Uhuru Kenyatta, Kenya’s president, has said the al-Shabab assault that killed 148 people at a university is an “attack on humanity” and vowed to take harsh measures against what he called “extremists”.
Kenyatta also declared three days of national mourning on Saturday, in a televised speech delivered two days after four al-Shabab fighters stormed Garissa University College in the country’s east and shot students in their dormitories.
“My administration shall respond in the severest way possible to the attack and any other attack to us,” Kenyatta said.
“The time has come for us to be honest with ourselves and indeed each other. The radicalisation that breeds terrorism isn’t conducted in the bush at night. It occurs in the full glare of day in homes, in madrassas and in mosques with rogue imams.”
Saying the government needed cooperation from Kenyans to tackle the root of the problem, Kenyatta ruled out a caliphate by al-Shabab, which warned days after the attack that it would carry out even more assaults and that Kenyan cities will “run red with blood”.
The attack in Garissa started at dawn and was the deadliest on Kenyan soil since the 1998 bombing of the US embassy in the capital Nairobi, which killed more than 200 people.
Kenya’s interior ministry said the dead included 142 students, three policemen and three soldiers.
Kenyatta said that the planners and financiers of attacks like the one in Garissa town are “deeply embedded in our communities”.
He said the government must get the information and cooperation from parents, community chiefs and political as well as religious leadership to effectively combat “the terrorists. “We must ask the question: Where are the parents and the families of those who are radicalised, where is the community leadership, where is the political leadership? Where is the religious leadership?” Kenyatta said.
Kenya has suffered a series of attacks since 2011 when it sent troops to neighbouring Somalia to join African Union forces battling al-Shabab.
The deployment followed a spate of cross-border raids and attacks on Kenyan coastal cities blamed on al-Shabab, which also staged a siege on a shopping mall in Nairobi in September 2013, killing 67 people. During the attack on Garissa University, non-Muslims were singled out and shot by the assailants.
An eyewitness of the attack spoke of three female students he saw executed as they begged for mercy.

*Actions to take*.
[A] In the article on the Garissa University attack, retype everything from "He said the" down to "by the assailants.".
[B] Using the article on the Garissa University attack, decide whether each statement agrees with it. Answer yes or no, and quote the words that settle it. (i) Kenyatta declared three days of national mourning. (ii) Six al-Shabab fighters stormed Garissa University College. (iii) The 2013 siege on a Nairobi shopping mall killed 67 people.
[C] Write what follows next in the article on the Garissa University attack, picking up after its final sentence.

Saved data entries

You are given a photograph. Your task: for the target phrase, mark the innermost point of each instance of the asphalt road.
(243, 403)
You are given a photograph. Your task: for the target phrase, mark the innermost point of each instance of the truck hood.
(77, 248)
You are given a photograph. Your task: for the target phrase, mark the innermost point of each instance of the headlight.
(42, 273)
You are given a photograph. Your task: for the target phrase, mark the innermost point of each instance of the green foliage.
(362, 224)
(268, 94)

*Results for each task*.
[A]
He said the government must get the information and cooperation from parents, community chiefs and political as well as religious leadership to effectively combat “the terrorists. “We must ask the question: Where are the parents and the families of those who are radicalised, where is the community leadership, where is the political leadership? Where is the religious leadership?” Kenyatta said.
Kenya has suffered a series of attacks since 2011 when it sent troops to neighbouring Somalia to join African Union forces battling al-Shabab.
The deployment followed a spate of cross-border raids and attacks on Kenyan coastal cities blamed on al-Shabab, which also staged a siege on a shopping mall in Nairobi in September 2013, killing 67 people. During the attack on Garissa University, non-Muslims were singled out and shot by the assailants.

[B]
(i) Yes: "Kenyatta also declared three days of national mourning on Saturday"
(ii) No: "four al-Shabab fighters stormed Garissa University College"
(iii) Yes: "staged a siege on a shopping mall in Nairobi in September 2013, killing 67 people"

[C]
Reuben Mwavita, a 21-year-old student, said the three were kneeling in front of the gunmen, praying for help.
“The mistake they made was to say ‘Jesus, please save us,’ because that’s when they were immediately shot,” Mwavita told the Reuters news agency.
Meanwhile, Kenyans have begun three days of national mourning and dedicated Easter Sunday prayer services to the massacre victims.
Easter ceremonies across the country were due to be held in the memory of the students and security personnel killed in a country where 80 percent of the population is Christian, with flags flying at half-mast.
President Uhuru Kenyatta has declared three days of national mourning after the attack in the northeastern town of Garissa, near the border with Somalia.
In the capital city of Nairobi, one candle was lit in memory of each victim of the attack on Garissa University College in a vigil on Saturday.
Al-Shabab has warned of a “long, gruesome war” unless Kenya withdrew its troops from Somalia, and threatened “another bloodbath”.
Hours after al-Shabab’s warning, police in Garissa paraded four corpses of the gunmen piled on top of each other face down in the back of a pick-up truck followed by a huge crowd.
Police insisted the grim display was to see if anyone could identify the assailants, but some onlookers threw stones at the bodies as they passed, while others jeered and shouted at the dead.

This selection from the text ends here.